Over the past month, Colorado has successfully demonstrated its ability to share patient data securely among four health and hospital systems across the state.
Within two years, the Colorado Regional Health Information Organization, or CORHIO, plans to connect additional regional and enterprise systems by expanding its clinical messaging capability to those systems, said executive director Phyllis Albritton.
The goal of the December "go-live" was to establish a point-of-care inquiry system, but having clinical messaging, which includes e-prescribing and access to lab data, will provide a complete health information exchange environment, she said.
Established in 2007 and with a 20-person board comprising multi-stakeholders, the nonprofit organization resulted from the convergence of two projects. A grant by the Agency for Healthcare Research and Quality enabled the University of Colorado to develop a regional demonstration project, which culminated in the December 1st health information exchange launch. Another grant enabled community outreach and understanding of the benefits of health information exchange.
"It was useful to have everyone at the table from the beginning," Albritton said. Gov. Bill Ritter has been "very supportive" of CORHIO, she said. Much of the funding and investments thus far have come from federal and state grants, foundations, including $2 million from the Colorado Health Foundation, and other stakeholders, including the regional and national payers in the state.

**Dataset excerpts:**
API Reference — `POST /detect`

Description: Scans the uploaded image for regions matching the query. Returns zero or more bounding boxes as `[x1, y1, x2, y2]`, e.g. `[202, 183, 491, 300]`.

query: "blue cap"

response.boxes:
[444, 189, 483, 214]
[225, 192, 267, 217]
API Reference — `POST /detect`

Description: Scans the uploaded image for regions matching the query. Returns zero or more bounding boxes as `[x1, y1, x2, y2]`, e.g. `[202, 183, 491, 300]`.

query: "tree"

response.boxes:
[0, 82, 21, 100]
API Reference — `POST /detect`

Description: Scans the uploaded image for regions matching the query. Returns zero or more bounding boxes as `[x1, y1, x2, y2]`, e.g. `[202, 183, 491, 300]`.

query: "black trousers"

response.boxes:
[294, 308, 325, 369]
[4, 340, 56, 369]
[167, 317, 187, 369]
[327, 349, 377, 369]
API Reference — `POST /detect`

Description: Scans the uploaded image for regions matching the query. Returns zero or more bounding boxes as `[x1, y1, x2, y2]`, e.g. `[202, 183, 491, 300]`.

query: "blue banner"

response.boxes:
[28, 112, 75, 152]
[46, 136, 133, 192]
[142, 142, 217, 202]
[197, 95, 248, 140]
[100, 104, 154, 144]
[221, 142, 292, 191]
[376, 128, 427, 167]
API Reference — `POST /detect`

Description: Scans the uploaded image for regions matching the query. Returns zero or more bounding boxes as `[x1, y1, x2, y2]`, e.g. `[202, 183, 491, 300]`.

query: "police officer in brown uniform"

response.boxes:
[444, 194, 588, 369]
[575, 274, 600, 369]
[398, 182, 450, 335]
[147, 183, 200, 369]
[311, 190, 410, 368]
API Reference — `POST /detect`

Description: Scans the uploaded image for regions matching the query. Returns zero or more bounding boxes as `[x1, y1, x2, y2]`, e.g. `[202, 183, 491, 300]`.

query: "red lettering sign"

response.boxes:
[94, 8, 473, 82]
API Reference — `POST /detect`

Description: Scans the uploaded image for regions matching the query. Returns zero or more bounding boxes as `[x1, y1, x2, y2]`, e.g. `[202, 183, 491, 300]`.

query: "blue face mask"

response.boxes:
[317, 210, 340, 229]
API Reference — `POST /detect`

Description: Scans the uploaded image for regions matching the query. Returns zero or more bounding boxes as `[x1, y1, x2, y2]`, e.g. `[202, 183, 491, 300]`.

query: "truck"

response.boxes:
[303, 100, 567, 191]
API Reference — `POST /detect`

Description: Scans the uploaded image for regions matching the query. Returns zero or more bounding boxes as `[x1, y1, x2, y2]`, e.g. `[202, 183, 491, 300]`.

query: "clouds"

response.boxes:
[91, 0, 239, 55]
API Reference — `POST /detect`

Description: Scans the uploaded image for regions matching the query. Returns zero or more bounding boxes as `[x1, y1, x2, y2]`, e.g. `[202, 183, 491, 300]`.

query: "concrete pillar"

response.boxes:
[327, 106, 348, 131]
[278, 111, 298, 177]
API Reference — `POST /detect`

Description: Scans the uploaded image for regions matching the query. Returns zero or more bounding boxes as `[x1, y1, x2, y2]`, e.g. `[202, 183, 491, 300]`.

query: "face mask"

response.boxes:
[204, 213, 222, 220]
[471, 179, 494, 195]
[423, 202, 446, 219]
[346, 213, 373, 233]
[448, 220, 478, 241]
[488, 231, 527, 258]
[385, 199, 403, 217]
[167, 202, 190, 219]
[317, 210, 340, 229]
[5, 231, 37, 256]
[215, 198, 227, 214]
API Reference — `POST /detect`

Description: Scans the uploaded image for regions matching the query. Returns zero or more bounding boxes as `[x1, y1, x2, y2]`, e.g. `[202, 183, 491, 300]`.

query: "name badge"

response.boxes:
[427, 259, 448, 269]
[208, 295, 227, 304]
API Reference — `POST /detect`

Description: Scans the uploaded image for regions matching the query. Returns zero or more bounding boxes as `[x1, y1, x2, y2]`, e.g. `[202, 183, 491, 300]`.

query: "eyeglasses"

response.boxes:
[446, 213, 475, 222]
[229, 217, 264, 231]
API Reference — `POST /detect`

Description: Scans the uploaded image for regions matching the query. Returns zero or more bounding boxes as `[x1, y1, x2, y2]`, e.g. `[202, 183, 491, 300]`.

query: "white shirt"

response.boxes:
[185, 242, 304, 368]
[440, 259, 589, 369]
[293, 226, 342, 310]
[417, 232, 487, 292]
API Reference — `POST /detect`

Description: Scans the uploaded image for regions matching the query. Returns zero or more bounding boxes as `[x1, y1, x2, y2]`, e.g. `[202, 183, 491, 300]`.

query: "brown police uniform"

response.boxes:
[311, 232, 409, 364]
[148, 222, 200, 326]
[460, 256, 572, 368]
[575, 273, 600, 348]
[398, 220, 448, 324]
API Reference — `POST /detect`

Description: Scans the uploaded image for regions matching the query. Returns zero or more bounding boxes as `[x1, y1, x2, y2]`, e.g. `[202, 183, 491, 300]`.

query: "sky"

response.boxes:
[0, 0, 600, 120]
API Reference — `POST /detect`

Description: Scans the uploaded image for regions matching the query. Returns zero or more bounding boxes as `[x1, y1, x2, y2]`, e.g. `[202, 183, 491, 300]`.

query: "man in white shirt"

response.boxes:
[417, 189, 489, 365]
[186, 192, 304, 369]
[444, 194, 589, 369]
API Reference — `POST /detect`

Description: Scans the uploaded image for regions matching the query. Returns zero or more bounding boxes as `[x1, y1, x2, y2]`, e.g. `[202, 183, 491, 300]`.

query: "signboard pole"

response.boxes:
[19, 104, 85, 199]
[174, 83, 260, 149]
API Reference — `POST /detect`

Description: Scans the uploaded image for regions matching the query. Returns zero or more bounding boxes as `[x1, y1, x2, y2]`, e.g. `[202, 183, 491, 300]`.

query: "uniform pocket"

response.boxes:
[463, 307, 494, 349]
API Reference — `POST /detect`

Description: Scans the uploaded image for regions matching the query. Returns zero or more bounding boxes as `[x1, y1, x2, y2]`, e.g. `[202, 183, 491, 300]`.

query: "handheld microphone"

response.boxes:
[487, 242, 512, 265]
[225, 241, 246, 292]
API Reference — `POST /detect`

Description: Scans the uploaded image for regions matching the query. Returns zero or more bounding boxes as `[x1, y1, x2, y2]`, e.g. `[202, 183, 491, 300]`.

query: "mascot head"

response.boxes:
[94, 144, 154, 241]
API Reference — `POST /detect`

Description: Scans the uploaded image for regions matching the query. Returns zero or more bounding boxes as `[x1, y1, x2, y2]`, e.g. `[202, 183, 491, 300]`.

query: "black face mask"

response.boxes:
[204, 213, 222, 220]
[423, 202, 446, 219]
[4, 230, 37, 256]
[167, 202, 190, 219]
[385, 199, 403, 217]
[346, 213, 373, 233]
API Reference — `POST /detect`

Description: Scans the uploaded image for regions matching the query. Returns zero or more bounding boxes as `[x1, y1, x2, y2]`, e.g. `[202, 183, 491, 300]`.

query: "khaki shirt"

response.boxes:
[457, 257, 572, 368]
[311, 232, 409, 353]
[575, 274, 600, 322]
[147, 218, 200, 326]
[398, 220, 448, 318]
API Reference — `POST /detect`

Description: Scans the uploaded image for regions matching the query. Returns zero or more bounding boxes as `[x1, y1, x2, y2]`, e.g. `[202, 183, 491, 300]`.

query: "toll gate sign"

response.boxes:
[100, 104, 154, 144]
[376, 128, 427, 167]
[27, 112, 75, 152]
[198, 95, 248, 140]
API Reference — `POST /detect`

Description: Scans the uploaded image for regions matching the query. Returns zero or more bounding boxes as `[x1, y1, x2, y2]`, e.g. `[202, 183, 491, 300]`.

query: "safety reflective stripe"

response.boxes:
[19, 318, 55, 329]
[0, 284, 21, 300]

==

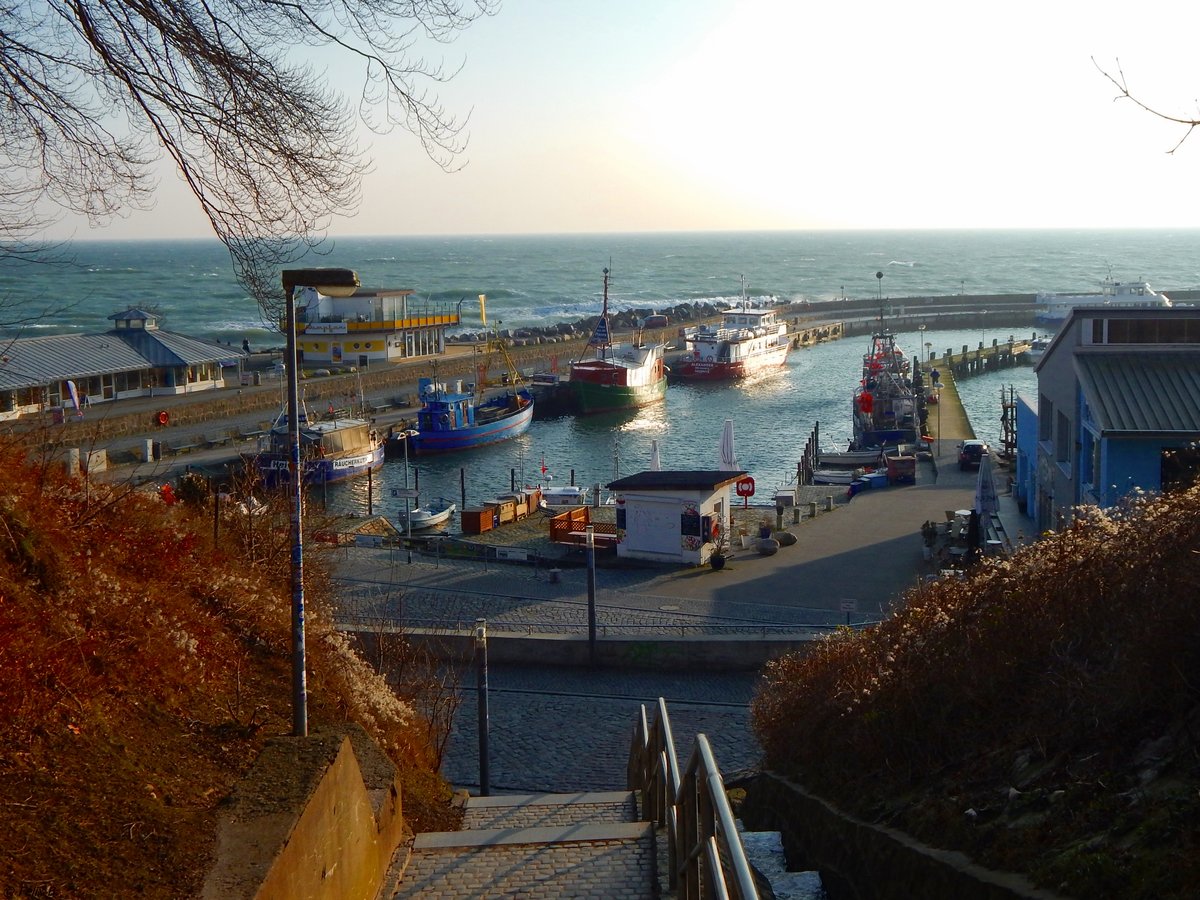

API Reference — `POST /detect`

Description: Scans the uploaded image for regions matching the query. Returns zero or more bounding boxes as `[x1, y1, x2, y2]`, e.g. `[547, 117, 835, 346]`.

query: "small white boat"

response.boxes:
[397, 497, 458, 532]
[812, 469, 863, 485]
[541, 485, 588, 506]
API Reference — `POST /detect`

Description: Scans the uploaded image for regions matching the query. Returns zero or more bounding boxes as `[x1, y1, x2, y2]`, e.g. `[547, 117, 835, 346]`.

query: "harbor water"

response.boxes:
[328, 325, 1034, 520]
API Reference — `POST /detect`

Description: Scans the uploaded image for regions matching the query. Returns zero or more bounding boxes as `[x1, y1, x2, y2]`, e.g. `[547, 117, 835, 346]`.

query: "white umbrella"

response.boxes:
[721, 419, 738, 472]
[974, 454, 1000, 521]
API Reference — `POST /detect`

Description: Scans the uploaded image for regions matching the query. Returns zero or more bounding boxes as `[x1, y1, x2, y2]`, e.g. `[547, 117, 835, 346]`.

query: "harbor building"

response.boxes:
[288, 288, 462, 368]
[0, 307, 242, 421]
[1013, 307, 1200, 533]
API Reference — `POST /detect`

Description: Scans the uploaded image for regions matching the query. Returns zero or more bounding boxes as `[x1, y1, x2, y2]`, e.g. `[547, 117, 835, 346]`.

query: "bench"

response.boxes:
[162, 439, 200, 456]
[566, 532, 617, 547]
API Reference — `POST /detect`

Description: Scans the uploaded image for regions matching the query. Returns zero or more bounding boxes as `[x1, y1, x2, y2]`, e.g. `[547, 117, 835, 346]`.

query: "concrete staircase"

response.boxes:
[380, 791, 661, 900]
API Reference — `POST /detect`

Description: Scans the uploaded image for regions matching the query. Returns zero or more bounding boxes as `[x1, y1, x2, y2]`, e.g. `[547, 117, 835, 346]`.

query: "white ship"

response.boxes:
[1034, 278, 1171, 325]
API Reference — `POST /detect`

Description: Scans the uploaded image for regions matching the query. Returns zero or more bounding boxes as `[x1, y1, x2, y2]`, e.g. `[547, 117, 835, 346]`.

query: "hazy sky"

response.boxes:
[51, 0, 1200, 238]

**Set of tasks:**
(a) Translate this sentence from the article on Colorado's health information exchange into Spanish: "Another grant enabled community outreach and understanding of the benefits of health information exchange."
(b) Retype a section of the article on Colorado's health information exchange. Begin at the words "Established in 2007" and stop after "health information exchange.".
(c) Write what comes next in the article on Colorado's health information exchange, starting after its final sentence.

**Expected responses:**
(a) Otra subvención hizo posible la divulgación comunitaria y la comprensión de los beneficios del intercambio de información de salud.

(b)
Established in 2007 and with a 20-person board comprising multi-stakeholders, the nonprofit organization resulted from the convergence of two projects. A grant by the Agency for Healthcare Research and Quality enabled the University of Colorado to develop a regional demonstration project, which culminated in the December 1st health information exchange launch. Another grant enabled community outreach and understanding of the benefits of health information exchange.

(c)
Colorado is unique in that its population is relatively healthy and young, but it has pockets of healthcare issues such as diabetes and infant mortality, Albritton said. On top of that, the state's many rural and frontier regions suffer from a shortage of healthcare providers, with its 10,000 physicians practicing in small groups versus large, multi-specialty groups.
Health information exchange can allow people to stay in their communities, she said. "It also becomes valuable to everyone," she said, because of its ability to enable specialists outside of the system to provide support.
With the demonstration successful, CORHIO will look to move beyond the "very sophisticated, very vertical integrated systems" in the pilot and facilitate health information exchange to the general population, said Albritton.
The next steps, beginning in 2009, are to work with the state's local successful exchanges such as Quality Health Network in Grand Junction, and help provide integration and interoperability, as well as robustness within their own framework, Albritton said. One of the projects will be creating interoperability among immunization registries across all systems, she said.
The Dec. 1 rollout to The Children's Hospital, Denver Health and Hospital Authority, University of Colorado Hospital and Kaiser Permanente Colorado is enabling emergency department clinicians to make better clinical decisions by querying the system during a patient presentation. In one instance, an ED physician avoided duplicative testing, thanks to accessing the patient's data from another visit to another hospital, resulting in a $2,000 savings, said Albritton.
In another situation, the ED physician accessed data on a patient and found that instead of the self-reported two medications the patient was actually taking a total of seven medications, she said. "It made a huge difference in how that patient was medically managed," she said.
A formal evaluation is underway to establish the business model for sustainability and the metrics and mechanisms to measure the system's success, but these and other anecdotes show that CORHIO has already demonstrated improved patient safety and clinical decision making, said Albritton.